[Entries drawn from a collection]
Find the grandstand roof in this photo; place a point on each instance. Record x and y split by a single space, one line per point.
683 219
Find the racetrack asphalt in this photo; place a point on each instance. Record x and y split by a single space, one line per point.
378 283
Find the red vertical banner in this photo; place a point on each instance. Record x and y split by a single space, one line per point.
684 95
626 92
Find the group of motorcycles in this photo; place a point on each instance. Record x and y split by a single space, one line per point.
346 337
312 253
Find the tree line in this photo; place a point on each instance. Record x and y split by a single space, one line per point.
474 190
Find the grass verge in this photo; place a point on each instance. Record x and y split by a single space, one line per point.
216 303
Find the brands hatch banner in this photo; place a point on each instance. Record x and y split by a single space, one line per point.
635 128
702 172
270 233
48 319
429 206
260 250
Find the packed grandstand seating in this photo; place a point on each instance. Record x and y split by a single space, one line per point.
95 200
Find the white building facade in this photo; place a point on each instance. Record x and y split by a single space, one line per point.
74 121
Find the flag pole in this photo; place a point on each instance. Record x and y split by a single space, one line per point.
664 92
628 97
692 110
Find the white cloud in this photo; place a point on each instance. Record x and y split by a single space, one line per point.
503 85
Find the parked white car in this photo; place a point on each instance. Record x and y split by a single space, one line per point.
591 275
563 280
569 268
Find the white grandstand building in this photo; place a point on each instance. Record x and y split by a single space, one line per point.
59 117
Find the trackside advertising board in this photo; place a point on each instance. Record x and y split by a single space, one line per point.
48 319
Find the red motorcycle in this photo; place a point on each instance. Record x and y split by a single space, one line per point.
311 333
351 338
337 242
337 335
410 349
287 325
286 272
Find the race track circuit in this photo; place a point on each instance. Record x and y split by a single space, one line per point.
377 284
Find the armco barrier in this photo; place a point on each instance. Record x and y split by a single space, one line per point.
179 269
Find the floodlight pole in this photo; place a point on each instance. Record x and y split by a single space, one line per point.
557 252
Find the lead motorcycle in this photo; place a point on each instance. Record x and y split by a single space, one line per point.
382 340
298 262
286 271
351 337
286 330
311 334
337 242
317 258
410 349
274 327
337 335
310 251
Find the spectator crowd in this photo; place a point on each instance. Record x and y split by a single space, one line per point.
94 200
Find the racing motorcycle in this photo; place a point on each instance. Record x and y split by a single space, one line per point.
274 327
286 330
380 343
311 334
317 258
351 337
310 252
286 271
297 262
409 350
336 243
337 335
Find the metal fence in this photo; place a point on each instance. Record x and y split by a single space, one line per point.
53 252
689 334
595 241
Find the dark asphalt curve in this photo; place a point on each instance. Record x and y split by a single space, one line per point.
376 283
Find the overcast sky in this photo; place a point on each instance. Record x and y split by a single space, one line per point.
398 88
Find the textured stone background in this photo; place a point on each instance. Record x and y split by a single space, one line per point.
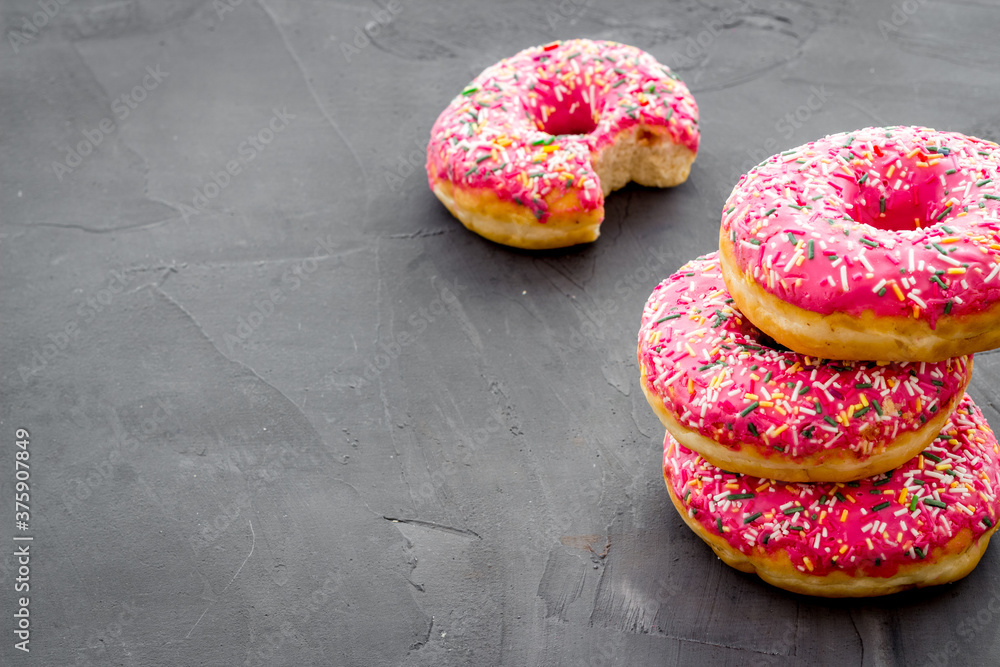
309 419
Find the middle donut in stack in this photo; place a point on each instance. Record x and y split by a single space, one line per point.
724 389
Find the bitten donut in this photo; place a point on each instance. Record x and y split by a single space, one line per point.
877 244
927 522
725 390
526 154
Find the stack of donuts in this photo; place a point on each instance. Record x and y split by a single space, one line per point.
811 374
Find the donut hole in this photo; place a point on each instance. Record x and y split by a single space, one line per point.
571 114
904 196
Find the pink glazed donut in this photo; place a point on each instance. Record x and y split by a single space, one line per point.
526 154
883 243
927 522
725 390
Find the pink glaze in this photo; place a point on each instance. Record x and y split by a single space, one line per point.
873 220
527 126
867 527
719 375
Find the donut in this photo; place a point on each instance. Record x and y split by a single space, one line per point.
877 244
927 522
726 390
527 152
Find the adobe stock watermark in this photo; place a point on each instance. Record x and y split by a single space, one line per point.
122 107
972 625
79 489
786 126
59 341
389 351
30 28
564 10
363 35
291 280
247 151
298 615
696 46
900 16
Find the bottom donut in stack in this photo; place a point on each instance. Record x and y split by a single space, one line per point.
927 522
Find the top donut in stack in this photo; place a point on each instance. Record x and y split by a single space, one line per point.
829 338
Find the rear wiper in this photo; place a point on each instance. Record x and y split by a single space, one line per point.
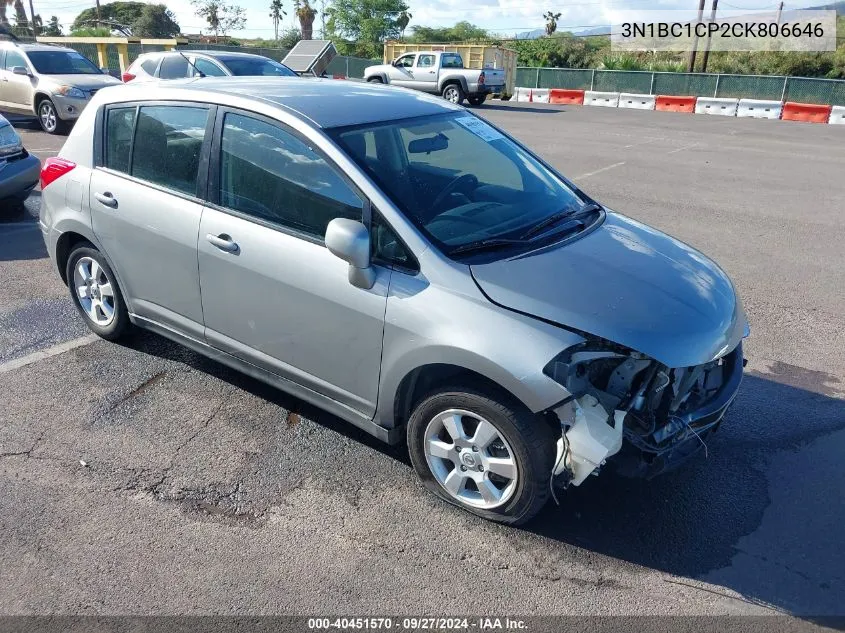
557 217
485 245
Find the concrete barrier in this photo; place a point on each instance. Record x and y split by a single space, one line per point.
759 109
606 99
636 101
540 95
719 107
671 103
566 97
807 112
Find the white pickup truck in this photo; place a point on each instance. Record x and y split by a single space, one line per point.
439 73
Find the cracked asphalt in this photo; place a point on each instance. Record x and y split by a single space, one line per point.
141 478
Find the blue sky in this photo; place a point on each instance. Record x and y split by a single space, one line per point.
504 17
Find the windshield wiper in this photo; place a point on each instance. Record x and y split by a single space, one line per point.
557 217
485 245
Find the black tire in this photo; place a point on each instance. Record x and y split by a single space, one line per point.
454 93
531 440
48 117
119 324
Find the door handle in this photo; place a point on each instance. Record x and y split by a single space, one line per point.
106 199
223 242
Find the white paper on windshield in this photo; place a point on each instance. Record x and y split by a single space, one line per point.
480 128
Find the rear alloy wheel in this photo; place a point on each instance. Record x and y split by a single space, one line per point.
49 118
454 93
96 294
490 458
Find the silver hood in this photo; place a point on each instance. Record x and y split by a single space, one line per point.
630 284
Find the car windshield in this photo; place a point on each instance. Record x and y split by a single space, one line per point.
62 63
256 66
460 180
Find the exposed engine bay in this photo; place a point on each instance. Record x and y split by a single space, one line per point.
624 400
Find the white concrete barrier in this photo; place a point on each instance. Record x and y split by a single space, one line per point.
606 99
717 106
837 115
759 109
540 95
636 101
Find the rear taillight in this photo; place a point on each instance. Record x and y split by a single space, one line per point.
54 168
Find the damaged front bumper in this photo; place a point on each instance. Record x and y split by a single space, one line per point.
649 418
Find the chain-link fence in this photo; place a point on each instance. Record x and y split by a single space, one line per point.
801 89
352 67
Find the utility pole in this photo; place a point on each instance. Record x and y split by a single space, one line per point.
691 61
32 16
706 54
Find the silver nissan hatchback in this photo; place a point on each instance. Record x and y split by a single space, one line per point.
403 264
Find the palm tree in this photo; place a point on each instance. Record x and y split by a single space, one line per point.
306 15
277 12
551 21
3 4
403 20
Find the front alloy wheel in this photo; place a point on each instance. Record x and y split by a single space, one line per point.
488 455
470 459
49 118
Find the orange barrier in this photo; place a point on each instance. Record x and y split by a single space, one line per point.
566 97
674 104
809 112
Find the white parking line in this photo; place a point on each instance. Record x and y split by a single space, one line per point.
61 348
598 171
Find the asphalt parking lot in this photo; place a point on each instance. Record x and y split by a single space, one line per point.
145 479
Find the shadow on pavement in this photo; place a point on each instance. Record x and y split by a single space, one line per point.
762 514
521 108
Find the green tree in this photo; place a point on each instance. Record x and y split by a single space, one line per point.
124 13
462 32
54 29
368 22
551 21
277 13
156 20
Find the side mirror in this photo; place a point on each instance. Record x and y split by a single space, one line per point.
350 241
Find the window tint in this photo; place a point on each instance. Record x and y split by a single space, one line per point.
14 58
149 65
168 142
119 126
451 61
207 68
386 246
173 67
406 62
273 175
62 63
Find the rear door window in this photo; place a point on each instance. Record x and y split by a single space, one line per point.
173 67
161 144
271 174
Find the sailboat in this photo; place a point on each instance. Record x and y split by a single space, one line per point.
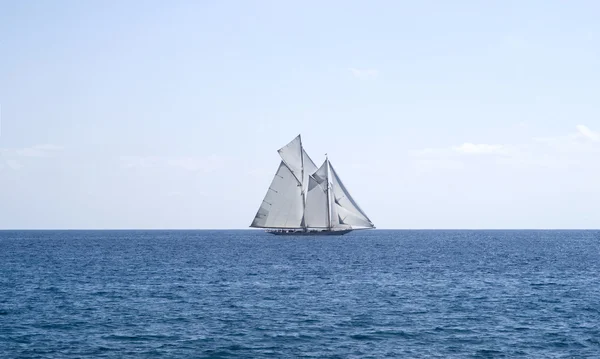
304 199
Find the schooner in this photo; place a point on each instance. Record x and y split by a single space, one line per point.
306 199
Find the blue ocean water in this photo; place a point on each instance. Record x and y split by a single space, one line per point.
247 294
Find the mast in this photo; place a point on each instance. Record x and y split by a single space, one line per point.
303 223
327 195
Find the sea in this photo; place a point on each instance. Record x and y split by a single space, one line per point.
249 294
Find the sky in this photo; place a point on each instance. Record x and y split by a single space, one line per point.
435 114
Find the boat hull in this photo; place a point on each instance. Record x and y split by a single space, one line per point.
309 233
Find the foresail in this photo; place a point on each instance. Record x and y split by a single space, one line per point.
291 154
315 214
299 162
345 210
309 169
282 206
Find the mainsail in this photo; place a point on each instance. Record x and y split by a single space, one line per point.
302 196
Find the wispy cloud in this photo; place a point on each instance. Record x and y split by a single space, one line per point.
480 149
190 163
587 133
13 158
364 74
571 149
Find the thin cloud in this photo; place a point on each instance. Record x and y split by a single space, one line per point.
16 158
480 149
579 148
189 163
587 133
364 74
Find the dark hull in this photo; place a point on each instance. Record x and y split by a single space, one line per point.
310 233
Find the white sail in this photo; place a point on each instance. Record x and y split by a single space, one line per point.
299 162
304 196
309 169
291 154
315 213
283 205
345 210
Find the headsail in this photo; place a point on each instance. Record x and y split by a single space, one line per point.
317 205
282 206
304 196
299 162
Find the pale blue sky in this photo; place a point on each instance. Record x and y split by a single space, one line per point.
436 114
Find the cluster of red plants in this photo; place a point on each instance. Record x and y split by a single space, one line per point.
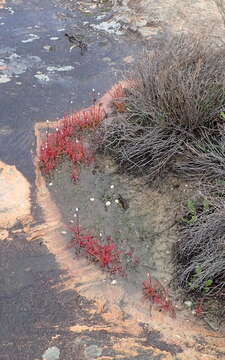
158 295
67 141
105 254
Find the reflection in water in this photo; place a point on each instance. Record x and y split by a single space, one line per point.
2 3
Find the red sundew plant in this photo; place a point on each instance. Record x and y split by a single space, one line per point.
65 141
117 91
155 292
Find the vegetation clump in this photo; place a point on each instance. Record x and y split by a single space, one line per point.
199 255
177 101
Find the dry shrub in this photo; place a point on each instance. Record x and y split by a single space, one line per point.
205 159
199 256
179 93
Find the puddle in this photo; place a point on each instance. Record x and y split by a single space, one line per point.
43 76
145 225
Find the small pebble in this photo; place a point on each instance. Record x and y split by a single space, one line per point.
188 303
51 353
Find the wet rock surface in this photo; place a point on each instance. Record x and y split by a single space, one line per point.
153 19
44 76
14 198
53 305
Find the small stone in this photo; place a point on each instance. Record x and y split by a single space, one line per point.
51 353
3 234
92 352
188 303
128 59
141 22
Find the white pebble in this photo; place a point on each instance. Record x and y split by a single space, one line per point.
188 303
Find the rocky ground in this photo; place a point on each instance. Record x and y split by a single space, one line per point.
52 305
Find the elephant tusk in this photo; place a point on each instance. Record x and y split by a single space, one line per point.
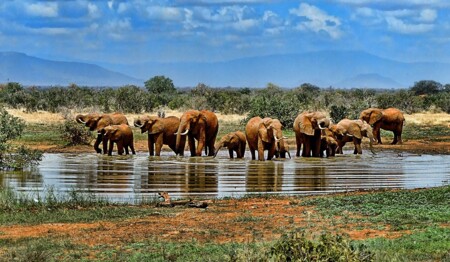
184 133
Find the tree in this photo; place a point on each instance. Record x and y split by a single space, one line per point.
426 87
162 87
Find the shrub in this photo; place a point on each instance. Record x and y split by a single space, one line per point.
296 247
12 127
75 134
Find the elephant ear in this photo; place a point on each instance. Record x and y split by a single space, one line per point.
263 134
306 125
234 139
157 127
355 130
375 116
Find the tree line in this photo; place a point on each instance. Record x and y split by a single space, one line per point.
271 101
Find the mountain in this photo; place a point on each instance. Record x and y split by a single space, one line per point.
324 69
367 81
28 70
343 69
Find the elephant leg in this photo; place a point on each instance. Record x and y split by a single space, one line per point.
298 141
120 147
230 152
192 145
151 144
358 149
260 150
132 149
97 143
158 144
111 147
271 153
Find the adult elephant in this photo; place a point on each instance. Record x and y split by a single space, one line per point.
264 134
235 142
308 128
98 122
161 131
122 135
390 119
202 126
328 143
352 130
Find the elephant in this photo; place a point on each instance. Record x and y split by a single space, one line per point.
308 128
265 134
202 126
390 119
348 130
161 131
234 141
328 143
97 122
122 135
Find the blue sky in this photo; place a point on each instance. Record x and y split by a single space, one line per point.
139 31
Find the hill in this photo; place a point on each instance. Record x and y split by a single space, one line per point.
28 70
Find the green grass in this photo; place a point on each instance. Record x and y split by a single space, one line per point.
402 209
73 207
432 244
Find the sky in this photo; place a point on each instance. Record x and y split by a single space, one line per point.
139 31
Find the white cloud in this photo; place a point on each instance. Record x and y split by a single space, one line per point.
398 25
42 9
165 13
427 15
317 20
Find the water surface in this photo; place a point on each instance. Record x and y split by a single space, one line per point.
131 178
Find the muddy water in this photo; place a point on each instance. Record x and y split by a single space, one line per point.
132 178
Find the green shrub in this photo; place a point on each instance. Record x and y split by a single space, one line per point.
296 247
75 134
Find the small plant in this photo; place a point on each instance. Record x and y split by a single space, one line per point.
296 247
75 133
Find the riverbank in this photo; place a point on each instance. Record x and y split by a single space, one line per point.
406 225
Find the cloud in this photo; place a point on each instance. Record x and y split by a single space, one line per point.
42 9
317 20
398 25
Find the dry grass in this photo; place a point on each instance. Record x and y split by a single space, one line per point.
426 118
55 118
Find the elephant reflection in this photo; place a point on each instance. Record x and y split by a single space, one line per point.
310 178
193 176
114 174
264 176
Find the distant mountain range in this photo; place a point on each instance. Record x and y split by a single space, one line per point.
342 69
28 70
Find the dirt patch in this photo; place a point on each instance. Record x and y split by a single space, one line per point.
235 220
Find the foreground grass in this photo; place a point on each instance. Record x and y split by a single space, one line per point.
422 214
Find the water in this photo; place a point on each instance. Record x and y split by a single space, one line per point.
132 178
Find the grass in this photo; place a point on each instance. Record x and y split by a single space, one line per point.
424 213
402 210
74 207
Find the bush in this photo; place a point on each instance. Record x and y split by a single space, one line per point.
12 127
75 134
296 247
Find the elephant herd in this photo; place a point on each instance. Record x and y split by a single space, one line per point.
315 134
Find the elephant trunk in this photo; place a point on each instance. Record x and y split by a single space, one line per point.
371 139
80 119
183 126
218 147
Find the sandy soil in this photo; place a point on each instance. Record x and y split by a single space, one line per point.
236 220
242 220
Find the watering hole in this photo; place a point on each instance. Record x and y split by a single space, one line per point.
138 177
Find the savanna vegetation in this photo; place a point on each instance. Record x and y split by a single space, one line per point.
379 226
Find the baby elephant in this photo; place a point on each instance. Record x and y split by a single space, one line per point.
122 135
234 141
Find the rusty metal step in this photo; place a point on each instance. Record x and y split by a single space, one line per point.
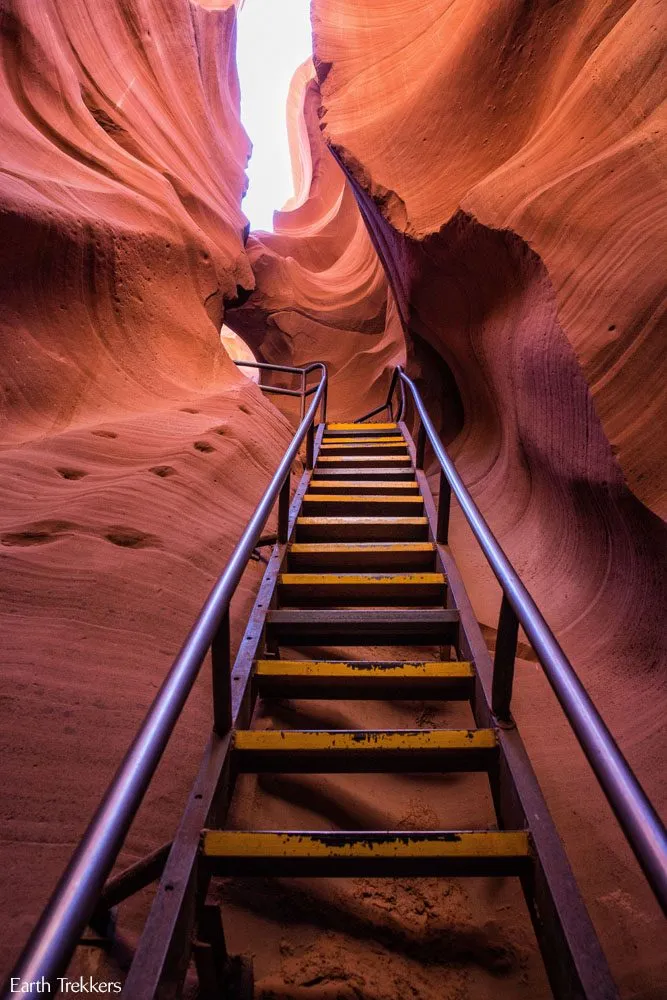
361 430
360 459
364 751
363 626
361 487
380 447
332 504
349 556
386 474
381 589
366 853
364 679
361 529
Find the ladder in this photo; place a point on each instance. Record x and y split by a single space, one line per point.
361 561
361 569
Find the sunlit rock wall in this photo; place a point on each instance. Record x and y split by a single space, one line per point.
132 451
321 293
509 159
121 231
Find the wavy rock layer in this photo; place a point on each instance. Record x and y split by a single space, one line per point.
110 539
507 161
133 451
321 292
121 229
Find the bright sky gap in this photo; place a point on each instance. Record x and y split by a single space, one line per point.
274 38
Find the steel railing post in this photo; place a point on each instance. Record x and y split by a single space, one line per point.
421 446
310 447
221 664
444 504
283 512
503 662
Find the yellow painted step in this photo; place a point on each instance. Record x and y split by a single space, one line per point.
363 741
390 852
363 428
349 589
380 751
364 485
364 679
379 500
361 579
359 446
367 669
337 459
357 441
366 505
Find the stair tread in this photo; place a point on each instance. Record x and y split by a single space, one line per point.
359 439
295 740
361 428
342 853
364 668
366 484
359 458
327 498
307 547
360 579
361 445
396 519
350 615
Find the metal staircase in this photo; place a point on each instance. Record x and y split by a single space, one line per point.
361 561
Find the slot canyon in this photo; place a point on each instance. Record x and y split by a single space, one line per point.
480 196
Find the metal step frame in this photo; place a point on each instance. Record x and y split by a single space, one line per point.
342 554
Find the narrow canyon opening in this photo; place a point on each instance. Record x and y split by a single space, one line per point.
464 201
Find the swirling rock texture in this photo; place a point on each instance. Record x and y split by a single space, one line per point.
509 161
122 233
506 161
132 450
321 293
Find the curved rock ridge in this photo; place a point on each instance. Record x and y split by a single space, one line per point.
509 163
321 293
121 228
548 122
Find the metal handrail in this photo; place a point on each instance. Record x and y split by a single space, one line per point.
74 900
634 811
277 390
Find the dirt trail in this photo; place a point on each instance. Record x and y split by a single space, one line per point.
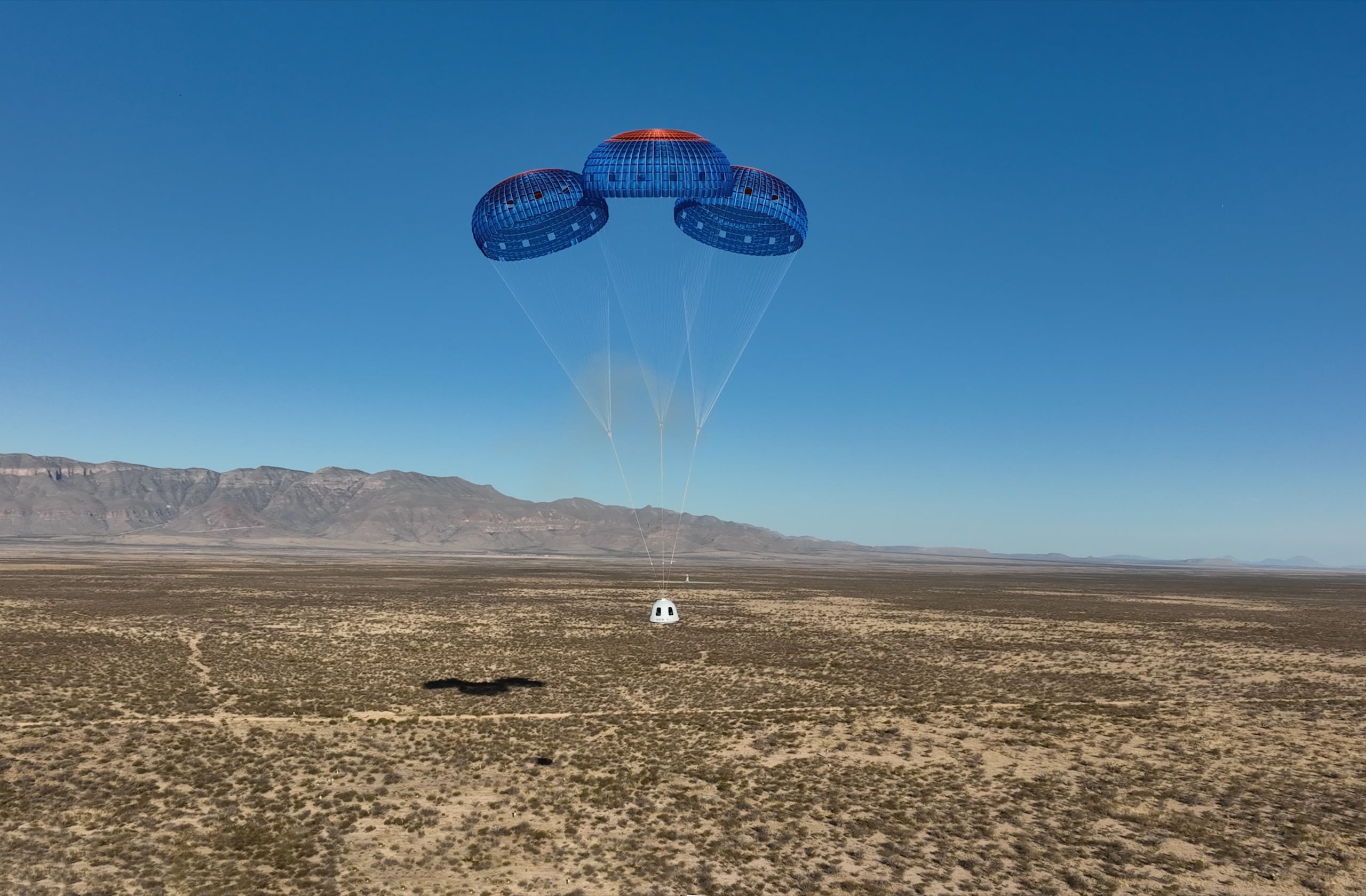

◆ Set task ◆
Locate every line in the material above that contains the word "grandstand" and copy each of those lines.

◆ Answer for the task ◆
Find the grandstand roof in this photo; place a point on each instance. Record x and y split by a single space, one line per point.
Find the packed grandstand seating in this photo; place a point on each instance. Record x and y split by a single space, one line per point.
Find the white grandstand building in this photo; place a point on each instance. Record x and y split by a single space, one line per point.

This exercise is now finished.